**Exercise data:**
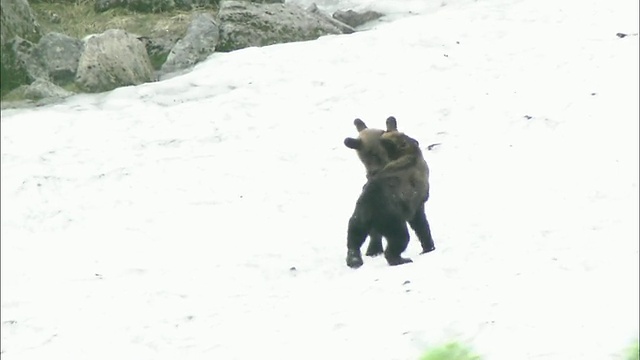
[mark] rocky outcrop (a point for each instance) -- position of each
(59, 55)
(40, 89)
(17, 25)
(354, 18)
(199, 42)
(244, 24)
(113, 59)
(346, 29)
(41, 67)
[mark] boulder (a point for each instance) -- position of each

**Task instructions:** The records above must be printed exactly, but the pictures they hold should be omitted.

**Solution to this problem:**
[mark] rocky outcrop (a point for each instance) -- position of each
(59, 55)
(40, 89)
(17, 25)
(354, 18)
(199, 42)
(244, 24)
(113, 59)
(346, 29)
(41, 67)
[mark] boulder (a point for each instance) -- position of each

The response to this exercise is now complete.